===== Extract provided
Some space reservation axioms

Any system that allows snapshots, clones etc. typically needs some space for those advanced operations. For instance, if you completely fill up a system and then want to take a snapshot, it may let you but if you modify any data then it won’t have space to store the writes and the snapshot will be invalidated and deleted – kinda pointless.

As usual, there is no magic. If you expect to be able to store multiple snapshots, the system needs space to store the data changed between snapshots, regardless of array vendor!

And, out of curiosity – how many man-made devices do you own that you max out all the time? Not leaving breathing room is a recipe for trouble for any piece of equipment.

Explanation of the NetApp data organization

For the uninitiated, here’s a hierarchical list of NetApp structures:

  1. Disks
  2. RAID groups – made of multiple disks. Default RAID is RAID-DP. The system automatically makes them, you don’t need to define them or worry about back-end balancing etc. NetApp RAID groups are typically large, 16 disks or so. RAID-DP ensures better protection than RAID10 (the math shows 163x better than RAID10 and 4,000 better than RAID5).
  3. Parity drives – drives containing extra information that can be used to rebuild data. RAID-DP uses 2 parity drives per RAID group.
  4. Spares – drives that can replace failed or failing drives (no need to wait until the drive is truly dead)
  5. Aggregates – a collection of RAID groups and the basic unit from which space is allocated. That’s really what you define, then the system figures out automatically how to allocate disks and create RAID groups for you (can even expand RAID groups on the fly as you add more disks to the aggregate, even 1 disk at a time).
  6. Volumes – a container that takes space from an Aggregate. A volume can be NAS or SAN. A volume can only belong to one Aggregate, and there will typically be many volumes within an Aggregate. Most people will enable the automatic growing of Volumes.
  7. LUNs – they are placed inside the Volumes. One or more per volume, depending on what you’re trying to do. Usually one.
  8. Snapshots – logical, space-efficient copies of either entire Volumes or structures within volumes. There are 3 kinds depending on what you’re trying to do (Snapshot, Snapvault and Flexclone) but they all use similar underlying technology. I might get into the differences in a future post. Briefly: Snapshot -shorter term, Snapvault – longer term, Flexclone – writeable Snapshot.

Explanation of the NetApp space allocations

  1. Snapshot Reserve – an accounting feature that sets aside a logical percentage of space on a Volume. For instance, if you create a 10TB volume and set a 10% Snap Reserve, the client system will see 9TB usable. Most people will enable automatic deletion of Snapshots. The percentage to set aside is at your discretion and is variable on the fly. The actual amount of space consumed is related to your rate of change between snapshots. See here for some real averages across thousands of systems.
  2. Aggregate Snap Reserve – this is pretty unique. One can actually roll back an entire Aggregate on a NetApp system – can come in handy if you accidentally deleted whole Volumes or in general did some gigantic boo-boo. Rolling back the entire Aggregate will undo whatever was done to that aggregate to break it! This feature is enabled by default and has a 5% reservation. It it not mandatory unless you are running Syncmirror (mostly in Metrocluster setups). Depending on what you want to do, you could disable this altogether or set it to a small number like 1% (my recommendation).
==========
Prompt 1:
Answer these questions from the NetApp text:
(a) How many parity drives per RAID group does RAID-DP use?
(b) If you create a 10TB volume and set a 10% Snap Reserve, how much usable space will the client system see?
(c) What reservation does the Aggregate Snap Reserve have by default?
===== Items
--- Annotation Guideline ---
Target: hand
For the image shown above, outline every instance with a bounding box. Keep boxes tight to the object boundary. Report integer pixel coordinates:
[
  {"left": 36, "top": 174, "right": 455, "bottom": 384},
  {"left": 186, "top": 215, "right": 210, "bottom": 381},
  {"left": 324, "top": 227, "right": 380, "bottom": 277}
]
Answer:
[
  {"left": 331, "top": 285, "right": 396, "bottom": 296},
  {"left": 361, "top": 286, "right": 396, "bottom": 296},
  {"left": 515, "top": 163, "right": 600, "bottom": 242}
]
==========
Prompt 2: Gather each line of the records that contains the string "left".

Expected output 1:
(a) 2
(b) 9TB
(c) 5%

Expected output 2:
  {"left": 36, "top": 174, "right": 455, "bottom": 384},
  {"left": 186, "top": 215, "right": 210, "bottom": 381},
  {"left": 324, "top": 227, "right": 380, "bottom": 277}
  {"left": 331, "top": 285, "right": 396, "bottom": 296},
  {"left": 361, "top": 286, "right": 396, "bottom": 296},
  {"left": 515, "top": 163, "right": 600, "bottom": 242}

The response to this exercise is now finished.